Passage shown:
=======

# care sheet needed for draco volans/ flying dragon



## charlottej1983 (Oct 29, 2007)

there is a possability i may be getting a few of these next week. but i cant seem to find any decent advise on them, i know there arboreal, and diurnal. and eat ants, termites and small insects. any help appreciated. here is a pic of them. i think there stunning


----------



## zemanski (Jun 15, 2008)

my son would go crazy for one of those:mf_dribble: (autistic with a dragon obsession, which is why we have a beardie in the first place)

sorry, no idea how to look after one


----------



## charlottej1983 (Oct 29, 2007)

zemanski said:


> my son would go crazy for one of those:mf_dribble: (autistic with a dragon obsession, which is why we have a beardie in the first place)
> 
> sorry, no idea how to look after one


:lol2: the plan is, if we can sort out correct care etc etc, and after we have kept a few our selves to see how it goes, we will hopefully stock them in the shop. and they will be priced around £20 each.


----------



## zemanski (Jun 15, 2008)

found some great pictures

http://animaldiversity.ummz.umich.e...Agamidae/v07_id28_con_flylizar.jpg/medium.jpg

http://farm1.static.flickr.com/72/191336315_1adb5396b7.jpg?v=0


http://www.membrana.ru/images/articles/1174483084-3.jpeg


they are so tiny

clearly arboreal but they probably need flight space so you'd need an aviary type set up rather than a chameleon type viv


this page has some good info

Google Image Result for http://animaldiversity.ummz.umich.edu/site/resources/Grzimek_herps/Agamidae/v07_id28_con_flylizar.jpg/medium.jpg


seems they might be prone to escapology:lol2:


----------

=======

Extracted data entries:
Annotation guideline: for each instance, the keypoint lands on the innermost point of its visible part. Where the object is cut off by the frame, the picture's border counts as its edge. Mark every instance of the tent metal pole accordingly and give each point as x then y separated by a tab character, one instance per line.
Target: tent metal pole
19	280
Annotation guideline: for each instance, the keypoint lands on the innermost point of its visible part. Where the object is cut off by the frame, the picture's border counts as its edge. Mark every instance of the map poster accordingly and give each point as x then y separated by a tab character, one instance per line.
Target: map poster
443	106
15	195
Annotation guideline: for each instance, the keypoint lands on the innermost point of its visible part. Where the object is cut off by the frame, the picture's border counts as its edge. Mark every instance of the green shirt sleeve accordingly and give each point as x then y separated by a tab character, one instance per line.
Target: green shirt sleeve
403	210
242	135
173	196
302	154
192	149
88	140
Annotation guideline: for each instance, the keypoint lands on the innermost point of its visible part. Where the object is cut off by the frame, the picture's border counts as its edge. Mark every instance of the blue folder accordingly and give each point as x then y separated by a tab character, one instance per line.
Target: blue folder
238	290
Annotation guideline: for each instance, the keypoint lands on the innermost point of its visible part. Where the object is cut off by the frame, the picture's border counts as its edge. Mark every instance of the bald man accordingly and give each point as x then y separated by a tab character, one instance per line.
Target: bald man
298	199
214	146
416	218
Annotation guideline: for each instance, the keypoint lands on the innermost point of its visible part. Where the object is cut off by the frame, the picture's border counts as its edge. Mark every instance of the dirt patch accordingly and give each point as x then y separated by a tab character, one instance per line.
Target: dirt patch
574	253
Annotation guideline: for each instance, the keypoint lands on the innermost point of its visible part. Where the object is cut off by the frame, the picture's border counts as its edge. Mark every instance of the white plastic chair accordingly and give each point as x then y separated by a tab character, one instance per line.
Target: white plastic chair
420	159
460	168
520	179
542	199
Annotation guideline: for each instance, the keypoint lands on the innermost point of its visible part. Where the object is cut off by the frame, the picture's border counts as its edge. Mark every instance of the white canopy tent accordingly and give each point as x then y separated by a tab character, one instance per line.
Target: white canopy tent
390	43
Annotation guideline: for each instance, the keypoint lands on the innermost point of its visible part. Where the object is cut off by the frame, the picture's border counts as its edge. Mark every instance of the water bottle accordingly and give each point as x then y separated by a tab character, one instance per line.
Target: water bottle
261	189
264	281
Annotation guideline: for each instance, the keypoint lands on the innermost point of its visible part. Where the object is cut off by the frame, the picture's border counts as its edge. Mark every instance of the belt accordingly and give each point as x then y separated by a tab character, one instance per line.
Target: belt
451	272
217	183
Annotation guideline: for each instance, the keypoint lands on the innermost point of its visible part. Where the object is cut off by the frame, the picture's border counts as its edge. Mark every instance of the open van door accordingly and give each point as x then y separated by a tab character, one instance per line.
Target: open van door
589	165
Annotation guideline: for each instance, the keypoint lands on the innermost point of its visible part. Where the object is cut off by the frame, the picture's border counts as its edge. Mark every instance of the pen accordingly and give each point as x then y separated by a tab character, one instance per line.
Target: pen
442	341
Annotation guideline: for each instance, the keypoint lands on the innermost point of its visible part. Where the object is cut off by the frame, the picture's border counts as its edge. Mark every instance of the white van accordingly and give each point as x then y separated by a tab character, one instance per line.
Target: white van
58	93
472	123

=======

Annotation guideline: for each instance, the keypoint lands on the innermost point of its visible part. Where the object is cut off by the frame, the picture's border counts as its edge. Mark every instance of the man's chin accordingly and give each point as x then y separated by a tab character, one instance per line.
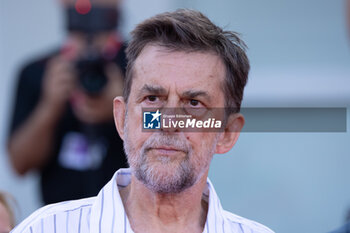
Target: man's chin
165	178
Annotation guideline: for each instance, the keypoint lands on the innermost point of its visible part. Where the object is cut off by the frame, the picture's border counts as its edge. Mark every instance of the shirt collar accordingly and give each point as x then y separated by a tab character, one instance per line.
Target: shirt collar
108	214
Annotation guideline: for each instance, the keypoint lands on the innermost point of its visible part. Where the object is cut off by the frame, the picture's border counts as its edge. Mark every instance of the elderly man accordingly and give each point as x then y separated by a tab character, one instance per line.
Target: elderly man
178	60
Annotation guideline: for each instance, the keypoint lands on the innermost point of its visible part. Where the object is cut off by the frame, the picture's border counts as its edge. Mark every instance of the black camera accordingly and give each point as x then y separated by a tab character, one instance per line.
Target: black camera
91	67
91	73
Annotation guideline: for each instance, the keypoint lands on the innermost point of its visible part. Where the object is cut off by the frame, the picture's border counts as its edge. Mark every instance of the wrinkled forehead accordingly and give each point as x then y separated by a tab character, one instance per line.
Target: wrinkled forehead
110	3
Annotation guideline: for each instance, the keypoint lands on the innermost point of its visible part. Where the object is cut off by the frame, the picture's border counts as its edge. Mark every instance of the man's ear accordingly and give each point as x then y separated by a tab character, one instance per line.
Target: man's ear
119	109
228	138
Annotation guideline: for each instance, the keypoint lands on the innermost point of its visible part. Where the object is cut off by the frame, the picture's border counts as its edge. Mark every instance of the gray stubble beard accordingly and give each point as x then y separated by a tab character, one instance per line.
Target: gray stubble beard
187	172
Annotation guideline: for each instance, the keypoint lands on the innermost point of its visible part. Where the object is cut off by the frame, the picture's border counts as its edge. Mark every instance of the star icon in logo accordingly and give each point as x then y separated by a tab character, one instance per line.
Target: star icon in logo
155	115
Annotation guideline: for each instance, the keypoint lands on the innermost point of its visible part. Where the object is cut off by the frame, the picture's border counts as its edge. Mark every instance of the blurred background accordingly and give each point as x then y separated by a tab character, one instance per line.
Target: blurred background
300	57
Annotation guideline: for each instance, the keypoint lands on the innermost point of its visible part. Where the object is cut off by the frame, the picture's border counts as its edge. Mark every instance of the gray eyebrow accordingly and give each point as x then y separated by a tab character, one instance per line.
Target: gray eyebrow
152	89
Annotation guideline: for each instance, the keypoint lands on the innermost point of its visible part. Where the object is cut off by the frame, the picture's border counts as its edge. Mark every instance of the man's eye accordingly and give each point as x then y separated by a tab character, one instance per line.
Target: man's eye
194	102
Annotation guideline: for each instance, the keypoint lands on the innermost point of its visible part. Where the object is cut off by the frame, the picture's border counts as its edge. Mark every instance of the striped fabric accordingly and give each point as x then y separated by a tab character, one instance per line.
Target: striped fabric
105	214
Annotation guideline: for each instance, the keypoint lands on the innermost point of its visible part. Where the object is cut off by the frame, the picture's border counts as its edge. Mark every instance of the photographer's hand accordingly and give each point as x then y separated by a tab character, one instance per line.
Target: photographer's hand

=======

To do:
Can you turn the paragraph beginning "there is a possability i may be getting" in the flying dragon thread into a short list of its main facts? None of the extracted data is used here.

Result for this task:
- The poster may be getting a few of these lizards next week.
- They can't find decent advice on caring for them.
- They know the lizards are arboreal and diurnal.
- The lizards eat ants, termites and small insects.
- The poster asks for help, shares a picture and finds the lizards stunning.